_Work item:_ Every entry in the data is to be written out exactly; no picture belongs in the copy.

(Source data)
------------------------------------
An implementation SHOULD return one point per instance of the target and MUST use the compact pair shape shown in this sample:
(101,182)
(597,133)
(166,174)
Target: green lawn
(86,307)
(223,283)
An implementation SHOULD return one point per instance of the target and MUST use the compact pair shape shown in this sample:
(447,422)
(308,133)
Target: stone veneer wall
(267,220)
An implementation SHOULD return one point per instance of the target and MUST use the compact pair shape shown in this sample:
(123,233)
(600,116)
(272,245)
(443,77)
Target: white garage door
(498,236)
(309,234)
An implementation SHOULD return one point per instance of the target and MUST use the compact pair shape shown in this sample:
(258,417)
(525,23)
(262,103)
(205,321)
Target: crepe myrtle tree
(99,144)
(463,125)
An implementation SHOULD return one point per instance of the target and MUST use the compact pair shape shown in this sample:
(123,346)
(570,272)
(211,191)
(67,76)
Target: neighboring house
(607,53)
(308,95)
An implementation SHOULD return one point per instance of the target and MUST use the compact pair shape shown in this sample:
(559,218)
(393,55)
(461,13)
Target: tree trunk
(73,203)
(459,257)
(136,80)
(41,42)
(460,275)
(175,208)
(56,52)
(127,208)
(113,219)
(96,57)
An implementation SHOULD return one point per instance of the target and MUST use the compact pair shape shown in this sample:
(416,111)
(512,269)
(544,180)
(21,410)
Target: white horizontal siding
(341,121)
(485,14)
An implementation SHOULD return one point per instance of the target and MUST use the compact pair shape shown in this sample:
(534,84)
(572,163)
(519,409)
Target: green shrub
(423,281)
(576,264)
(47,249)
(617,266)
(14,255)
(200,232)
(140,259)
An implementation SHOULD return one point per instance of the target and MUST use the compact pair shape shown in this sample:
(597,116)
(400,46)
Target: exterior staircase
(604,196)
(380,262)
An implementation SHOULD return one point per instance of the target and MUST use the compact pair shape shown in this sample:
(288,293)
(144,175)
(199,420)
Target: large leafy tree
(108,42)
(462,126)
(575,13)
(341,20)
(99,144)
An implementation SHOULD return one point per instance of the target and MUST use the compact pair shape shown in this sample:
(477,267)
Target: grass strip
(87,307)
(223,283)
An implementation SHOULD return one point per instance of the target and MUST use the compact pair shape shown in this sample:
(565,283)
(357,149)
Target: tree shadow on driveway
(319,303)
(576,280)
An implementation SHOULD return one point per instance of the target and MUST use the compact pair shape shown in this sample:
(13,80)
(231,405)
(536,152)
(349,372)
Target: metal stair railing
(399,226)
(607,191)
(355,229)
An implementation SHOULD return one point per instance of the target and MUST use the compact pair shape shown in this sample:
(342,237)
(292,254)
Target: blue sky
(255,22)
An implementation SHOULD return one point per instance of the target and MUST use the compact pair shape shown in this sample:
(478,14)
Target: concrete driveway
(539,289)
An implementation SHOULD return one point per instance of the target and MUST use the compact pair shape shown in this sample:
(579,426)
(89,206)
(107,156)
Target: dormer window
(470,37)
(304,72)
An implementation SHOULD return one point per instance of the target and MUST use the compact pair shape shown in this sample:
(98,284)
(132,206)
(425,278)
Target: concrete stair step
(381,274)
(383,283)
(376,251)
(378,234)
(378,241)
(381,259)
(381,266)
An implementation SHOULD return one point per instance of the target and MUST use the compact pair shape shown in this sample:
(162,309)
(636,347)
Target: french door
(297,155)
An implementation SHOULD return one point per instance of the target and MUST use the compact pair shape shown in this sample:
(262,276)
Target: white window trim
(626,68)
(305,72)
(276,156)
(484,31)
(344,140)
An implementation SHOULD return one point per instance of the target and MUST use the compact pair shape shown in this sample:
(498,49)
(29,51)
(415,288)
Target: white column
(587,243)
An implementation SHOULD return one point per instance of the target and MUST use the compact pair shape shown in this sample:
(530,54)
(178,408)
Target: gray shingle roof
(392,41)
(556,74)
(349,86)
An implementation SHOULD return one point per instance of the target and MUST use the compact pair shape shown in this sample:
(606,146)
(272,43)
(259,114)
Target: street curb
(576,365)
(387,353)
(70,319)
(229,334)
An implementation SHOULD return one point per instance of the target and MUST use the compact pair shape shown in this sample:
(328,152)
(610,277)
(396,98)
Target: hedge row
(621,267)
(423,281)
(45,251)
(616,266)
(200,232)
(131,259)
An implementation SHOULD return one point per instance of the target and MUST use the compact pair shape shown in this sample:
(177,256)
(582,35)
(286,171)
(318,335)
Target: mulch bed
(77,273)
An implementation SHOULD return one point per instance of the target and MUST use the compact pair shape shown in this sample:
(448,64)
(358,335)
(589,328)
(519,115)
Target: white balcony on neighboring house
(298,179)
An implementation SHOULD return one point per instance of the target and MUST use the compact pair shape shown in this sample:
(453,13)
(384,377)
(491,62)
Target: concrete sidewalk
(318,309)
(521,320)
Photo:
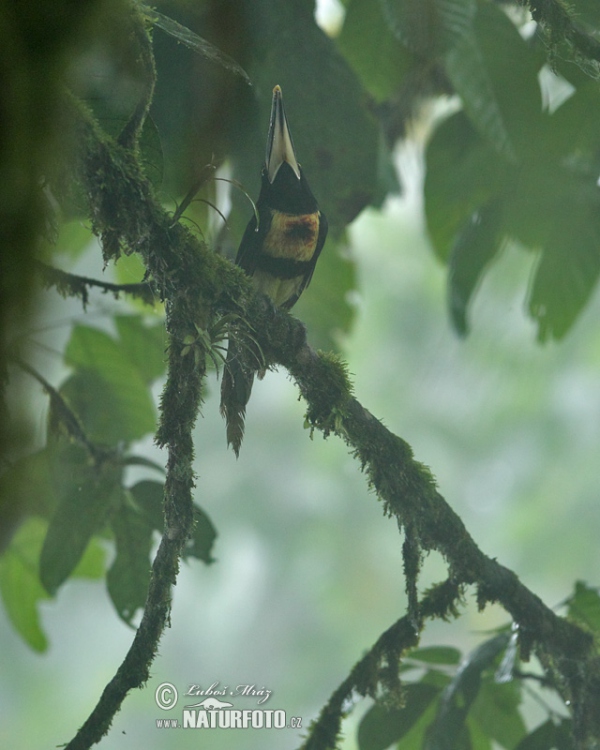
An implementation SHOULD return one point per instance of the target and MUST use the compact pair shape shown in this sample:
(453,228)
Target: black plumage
(279,250)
------------------------------------
_Your solution:_
An implementation SHOULD return one point per instance of the target and MUST use the compact pair shape shown in this sample:
(101,182)
(597,133)
(166,174)
Target: green lawn
(86,307)
(223,283)
An implementation SHOULD return one point per instance of the target and MUST use the compact pair shape shown in this sample:
(447,422)
(308,133)
Target: stone veneer wall
(267,220)
An implementation SHOULD return one point per instance of the target and MUST use the compact pair shape shown in this sample:
(123,233)
(600,116)
(272,245)
(443,77)
Target: white garage door
(498,236)
(309,234)
An implementation SHOULD return one point per instance of the target and MUST use the compact pair shape shown in this sample:
(258,417)
(525,23)
(262,103)
(205,321)
Target: crepe myrtle tree
(99,144)
(463,125)
An implementation SHOULD return one point per instance of the target and MUST use the compact pair shape shown in this sample:
(123,346)
(570,272)
(211,191)
(67,76)
Target: neighboring house
(607,53)
(308,95)
An implementation SHOULD return one point per instance of the target and MUST use the compact pair shape shown in this sample:
(559,218)
(393,55)
(461,13)
Target: tree trunk
(73,203)
(459,257)
(136,80)
(41,42)
(460,275)
(175,208)
(56,52)
(127,208)
(113,219)
(96,57)
An implementation SHOULD return one point per instance of the target and MUST use the compact pair shape shown in this sample:
(416,111)
(512,269)
(544,180)
(21,410)
Target: white horizontal siding
(341,121)
(485,14)
An implementation SHOULD return one point per instance of the target and MUST use the compact pair shape shown in this sample:
(534,84)
(572,163)
(519,409)
Target: green shrub
(423,281)
(576,264)
(47,249)
(617,266)
(14,255)
(200,232)
(140,259)
An implementation SHOULD return one point per instance of the target and MUST use the compact pair shape shown in this sample:
(597,116)
(400,46)
Target: exterior staircase
(604,196)
(380,262)
An implementation SHOULD return one point per instance of the target and MUST use the compact pair shape shown in this sample:
(288,293)
(144,175)
(199,420)
Target: large leafy tree
(108,42)
(462,126)
(575,13)
(341,20)
(99,144)
An implementation SHOULD return one point per instance of the target and MUST use the compact pair shape shown in this sample:
(477,267)
Target: grass strip
(87,307)
(223,283)
An implementation SHOULD return one point per instance of the target and MUST use the compact pair shape shown in this sample:
(565,283)
(357,149)
Target: tree shadow on driveway
(319,303)
(576,280)
An implementation SHOULD return one point per instance of the target and MUST use the compact pair shape shown in this sample:
(13,80)
(231,405)
(536,152)
(349,372)
Target: metal stair railing
(399,226)
(607,191)
(355,229)
An implementation SHOULD return one point per instance of the target and MUST use the compact pair shape shown in this sample:
(342,237)
(292,254)
Target: blue sky
(255,22)
An implementation SHOULD return one point per instance of the target and MUST use the compact pair shape shown in this sample:
(478,14)
Target: concrete driveway
(539,289)
An implementation SHOULD return one point per instance of the target and MUST use the compact pair shape shown in this sample:
(579,426)
(89,206)
(107,156)
Target: dormer window
(470,37)
(304,72)
An implementation SHOULD return one point per instance of the target and MUST use the compact pair shape shown in this sample:
(98,284)
(132,206)
(425,278)
Target: concrete stair step
(381,274)
(383,283)
(376,251)
(378,234)
(378,241)
(381,259)
(381,266)
An implementation SHOULD return one point per instance of the target and MUST use the compact pair shape shown in this sample:
(162,309)
(636,347)
Target: french door
(297,155)
An implementation SHOULD return one point per instance of the target and MUST use the compact pair shape shown in this sample:
(262,276)
Target: white window trim
(626,68)
(305,72)
(276,156)
(484,31)
(344,140)
An implementation SHOULD return one point per instance of the target and MUST use the compact pair shape shown in this sample:
(498,49)
(29,51)
(415,288)
Target: white column
(587,243)
An implementation SHOULD return one point per instance of the target and MUST use the compact pair shape shown in this sample:
(530,54)
(178,408)
Target: gray shingle roof
(392,41)
(556,74)
(349,86)
An implementation SHOULD return one point per instance of the target and MUST use the compact pair shape shown in this sample:
(606,146)
(272,43)
(259,114)
Target: street curb
(576,365)
(387,353)
(70,319)
(229,334)
An implementation SHOULD return one point per instance of the target and MUST use the compact pair shape shown in this sample:
(328,152)
(610,277)
(396,98)
Target: hedge row
(621,267)
(423,281)
(45,251)
(616,266)
(200,232)
(131,259)
An implementation SHOULD return one point per instance of the target and MUST use the compact pair shape shown in this sample:
(177,256)
(582,35)
(286,171)
(318,335)
Target: mulch bed
(77,273)
An implementation SHOULD return one point per instance of the target and MUST use the compact pair shape shown in this sample:
(448,64)
(358,335)
(589,328)
(519,115)
Target: white balcony on neighboring house
(298,179)
An implementation SHOULD return one point per instance of the target and MUST use the compact pair shape shown in this sample:
(453,13)
(384,377)
(491,62)
Target: concrete sidewalk
(318,309)
(521,320)
Photo:
An implementation SHOULD return one point per instance of the target and MUST use the compact pair shape shown in this sample:
(453,228)
Target: black plumage
(279,250)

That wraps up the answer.